### REQUIRED TASK 1:
Reproduce the starter motor thread in full, word for word.
### REQUIRED TASK 2:
Gather every line of the entries that contains the word "eyebrow".
+++ DOCUMENT EXCERPT +++
# MK3 Starter Motor Replacement DIY



## bearing01 (May 27, 2004)

I made this video recently. I figured I'd also post it up here. Maybe someone will find it useful.











John


----------



## 2.slow.gti (Nov 6, 2011)

I feel you should be thanked! :thumbup:


----------



## brianalexander (Jun 27, 2009)

great DIY!


----------



## cristo (Jul 3, 2006)

Thanks, I enjoyed watching that. Well done!


----------



## John_H2oCOOL (Jun 25, 2004)

Thanks for the videos

This will be useful for me, today the starter of my jetta remain "stuck-on" with the engine running and when i realized (a minute later) it was late, hopefuly theres no damage to the flywheel so i only need replace the starter only... Hope

Btw: the flywheel starter teeths could be damaged at all? Which signs I have to look for?


Sent via Tapatalk on iOS


----------



## Alingarhs (Dec 2, 2010)

I like it! Very helpful. :thumbup:


----------



## adaMKIII (Jul 1, 2007)

Awesome video! I can't wait for the next video you're planning where you take the starter apart. I have 2 old starters I would love to get going again as spares. I've done this repair 4 times. Getting the bolts to line up with the engine mount bracket is the most annoying part of the whole thing.
+++ GIVEN INFORMATION +++
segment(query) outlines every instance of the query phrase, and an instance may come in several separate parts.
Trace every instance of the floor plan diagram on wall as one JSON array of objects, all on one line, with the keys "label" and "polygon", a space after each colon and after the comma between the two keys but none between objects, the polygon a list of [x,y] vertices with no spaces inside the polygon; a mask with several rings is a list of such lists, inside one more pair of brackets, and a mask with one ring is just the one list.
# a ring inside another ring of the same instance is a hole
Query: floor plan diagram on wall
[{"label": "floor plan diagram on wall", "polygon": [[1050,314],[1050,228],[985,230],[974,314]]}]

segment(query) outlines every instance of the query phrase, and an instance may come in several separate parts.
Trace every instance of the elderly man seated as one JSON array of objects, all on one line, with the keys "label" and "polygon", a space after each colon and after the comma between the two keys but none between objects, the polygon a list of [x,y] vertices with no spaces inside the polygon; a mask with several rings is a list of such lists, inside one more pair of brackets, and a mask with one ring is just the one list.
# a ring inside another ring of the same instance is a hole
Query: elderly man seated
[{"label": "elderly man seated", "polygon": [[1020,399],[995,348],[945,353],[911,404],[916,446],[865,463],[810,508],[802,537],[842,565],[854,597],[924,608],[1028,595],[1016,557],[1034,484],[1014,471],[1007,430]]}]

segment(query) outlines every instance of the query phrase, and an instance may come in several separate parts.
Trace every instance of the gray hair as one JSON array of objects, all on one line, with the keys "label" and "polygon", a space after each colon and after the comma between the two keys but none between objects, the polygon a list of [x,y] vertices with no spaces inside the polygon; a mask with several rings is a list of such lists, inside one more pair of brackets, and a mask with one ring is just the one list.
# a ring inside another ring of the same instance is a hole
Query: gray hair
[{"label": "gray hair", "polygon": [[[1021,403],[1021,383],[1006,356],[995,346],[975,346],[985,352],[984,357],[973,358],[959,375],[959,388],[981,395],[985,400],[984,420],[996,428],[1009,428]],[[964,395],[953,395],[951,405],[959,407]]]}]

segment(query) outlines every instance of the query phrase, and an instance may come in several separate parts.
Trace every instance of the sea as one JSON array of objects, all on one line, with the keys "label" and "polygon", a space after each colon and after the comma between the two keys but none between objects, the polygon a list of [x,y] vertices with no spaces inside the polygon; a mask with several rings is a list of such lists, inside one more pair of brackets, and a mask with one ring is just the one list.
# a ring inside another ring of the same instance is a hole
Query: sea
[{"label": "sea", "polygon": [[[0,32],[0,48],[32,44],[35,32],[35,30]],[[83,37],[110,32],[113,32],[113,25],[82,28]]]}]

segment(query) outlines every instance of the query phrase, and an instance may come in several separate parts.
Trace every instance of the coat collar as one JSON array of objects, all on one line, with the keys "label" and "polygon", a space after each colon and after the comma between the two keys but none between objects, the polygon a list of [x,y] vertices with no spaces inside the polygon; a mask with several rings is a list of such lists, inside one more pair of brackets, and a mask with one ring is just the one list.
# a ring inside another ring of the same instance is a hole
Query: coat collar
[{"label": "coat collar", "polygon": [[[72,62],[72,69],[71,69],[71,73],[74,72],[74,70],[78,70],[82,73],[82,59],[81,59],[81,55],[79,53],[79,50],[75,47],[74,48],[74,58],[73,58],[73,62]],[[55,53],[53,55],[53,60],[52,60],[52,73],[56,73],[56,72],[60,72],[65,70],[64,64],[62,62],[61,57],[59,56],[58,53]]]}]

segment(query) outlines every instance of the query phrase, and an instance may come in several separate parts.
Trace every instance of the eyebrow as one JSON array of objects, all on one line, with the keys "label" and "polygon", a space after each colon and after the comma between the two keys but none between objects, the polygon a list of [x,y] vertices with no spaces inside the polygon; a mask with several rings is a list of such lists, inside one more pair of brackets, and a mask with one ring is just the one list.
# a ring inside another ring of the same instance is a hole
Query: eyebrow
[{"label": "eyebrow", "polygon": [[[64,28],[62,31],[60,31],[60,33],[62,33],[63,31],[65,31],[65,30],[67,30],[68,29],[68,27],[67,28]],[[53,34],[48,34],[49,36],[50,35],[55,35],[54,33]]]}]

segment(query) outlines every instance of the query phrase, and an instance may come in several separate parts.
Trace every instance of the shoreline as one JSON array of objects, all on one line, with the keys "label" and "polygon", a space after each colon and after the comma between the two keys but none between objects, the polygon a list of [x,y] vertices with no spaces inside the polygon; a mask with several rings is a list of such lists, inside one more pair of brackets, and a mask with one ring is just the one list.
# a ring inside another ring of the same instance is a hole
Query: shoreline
+++
### FULL OUTPUT 1:
# MK3 Starter Motor Replacement DIY



## bearing01 (May 27, 2004)

I made this video recently. I figured I'd also post it up here. Maybe someone will find it useful.











John


----------



## 2.slow.gti (Nov 6, 2011)

I feel you should be thanked! :thumbup:


----------



## brianalexander (Jun 27, 2009)

great DIY!


----------



## cristo (Jul 3, 2006)

Thanks, I enjoyed watching that. Well done!


----------



## John_H2oCOOL (Jun 25, 2004)

Thanks for the videos

This will be useful for me, today the starter of my jetta remain "stuck-on" with the engine running and when i realized (a minute later) it was late, hopefuly theres no damage to the flywheel so i only need replace the starter only... Hope

Btw: the flywheel starter teeths could be damaged at all? Which signs I have to look for?


Sent via Tapatalk on iOS


----------



## Alingarhs (Dec 2, 2010)

I like it! Very helpful. :thumbup:


----------



## adaMKIII (Jul 1, 2007)

Awesome video! I can't wait for the next video you're planning where you take the starter apart. I have 2 old starters I would love to get going again as spares. I've done this repair 4 times. Getting the bolts to line up with the engine mount bracket is the most annoying part of the whole thing.

### FULL OUTPUT 2:
Trace every instance of the eyebrow as one JSON array of objects, all on one line, with the keys "label" and "polygon", a space after each colon and after the comma between the two keys but none between objects, the polygon a list of [x,y] vertices with no spaces inside the polygon; a mask with several rings is a list of such lists, inside one more pair of brackets, and a mask with one ring is just the one list.
Query: eyebrow
[{"label": "eyebrow", "polygon": [[[64,28],[62,31],[60,31],[60,33],[62,33],[63,31],[65,31],[65,30],[67,30],[68,29],[68,27],[67,28]],[[53,34],[48,34],[49,36],[50,35],[55,35],[54,33]]]}]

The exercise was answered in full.